WRITTEN EXERCISE A: In the blog post about the Gulflander rail trip, where was the Normanton-Croydon line having its first re-lay?
WRITTEN EXERCISE B: Write the next part of the blog post about the Gulflander rail trip, picking up after its final sentence.

A few days later back came a friendly reply, remembering the review but not the reviewer. [Hmmm, serves me right.] He was still taking an active interest in Queensland rail, even though (as I learned afterwards) he has lived in England for 40 years. I left matters at that until I managed to squeeze into the Gulflander tour. I then wrote again to Mr Knowles and we had a longish exchange about our life stories, mutual concerns and my impending journey. He’s an interesting man – all the rail buffs know him and his work, and I gather he has stirred up a few of them along the way. One day I might compile a piece about him.

He sent me off to the Gulf with: “Normanton now has no transport function, and is properly equipped and maintained for what it does, rather than living off its fat from its early years, so its true eccentricity has gone. It is of course eccentric (as is the whole line west of Kuranda) in being a preserved railway, with virtually no local population to use it or take an interest in it.” He added that the Normanton-Croydon line was currently having its first re-lay in its 125 years, at a place called Golden Gate near Croydon, where leakages from old gold ore treatment plants had attacked the rails and sleepers. Extraordinary. How did he know that, from 17,000km away? Ken didn’t mention it, or at least I didn’t hear it if he did.

I suggested to John that he might like to read The Traveller, and in his latest message he gave me a nice lift: “Nor does my heart hum! Let me know pls when after the trip it appears on your blog.”

So here it is, John – 33 years in the making. I hope you like P.G. Wodehouse, too. My leg still itches.


10 thoughts on “Un-itched in the Gulf

  1. Love those unballasted lines. I think the pre 1972? Ghan might have been such a system, but with termite attractor ties. But I am really itching to let you know of the circa 1881 short-lived South Australian Glenelg to Marino Rocks line, the dilapidated Running Shed of which was very near my grandmother’s home at Somerton. This line ran along Moseley Street from the Jetty Road terminus of the Adelaide to Glenelg line, then at Whyte Street turned on to the beach at Somerton Park, thence running unballasted along the beach itself.

SUPPLIED INFORMATION:
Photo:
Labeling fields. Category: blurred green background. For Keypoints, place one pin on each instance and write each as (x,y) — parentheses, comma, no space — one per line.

EXERCISE OUTPUT A: At a place called Golden Gate near Croydon.

EXERCISE OUTPUT B:
    Liked by 1 person

    • Not ballasting railways of course limits their capacity but I guess that in many places, where roads were non-existent, it was a choice between a line and no line. And we should not forget that metro and tram lines are mounted on concrete and rubber — not a shovelful of ballast in sight. What is more amazing is that the basic technology of the permanent way out side the metros has not changed since the earliest days. Even the high-speed lines of Europe and Japan are still that technology.


  2. What Ho, Noel. I know Queensland’s reputation for being outdated, but I had never before associated this with anything so… charming and quaint. Well done for putting this on record.

    On matters private and personal, I have tried to email you (by reply to your email) but delivery to your address failed for some unfathomable reason. Would you mind emailing me again with your contact details?

    Liked by 1 person

  3. What a lovely post!

    I was interested to read that ‘the Gulf Development Road runs parallel to the railway for much of its length’. Plans were mooted by Warrington Council recently to tackle the hideous rush hour traffic problems to the east of the town by spending (presumably) millions of pounds in considerably widening the road. This is despite the fact that a railway runs exactly parallel to the route, with a station in the suburb cited and another in the town centre – journey time between the two, around four minutes.

    But then Warrington is very pro-car.

    Rather sad when you consider it had the first branch line in the country (one of my many posts that hasn’t yet seen the world’s light).

    Liked by 1 person

    • Dear Victoria, I’m sure Warrington is a lovely place, especially with you living in it, and won’t be improved at all by a wider road running next to a perfectly useable railway line. Probably needs a few thousand square miles of scrubby bush, flood plains and crocodiles to round it out.

      Liked by 1 person

      • Warrington *was* a lovely place – considered a very good example of a Georgian market town in the 1950s, with a main shopping street considered second only to Chester and a still gas-lit Victorian market hall in the 1960s, on a 500 year old site with little winding streets around it reminiscent of York today.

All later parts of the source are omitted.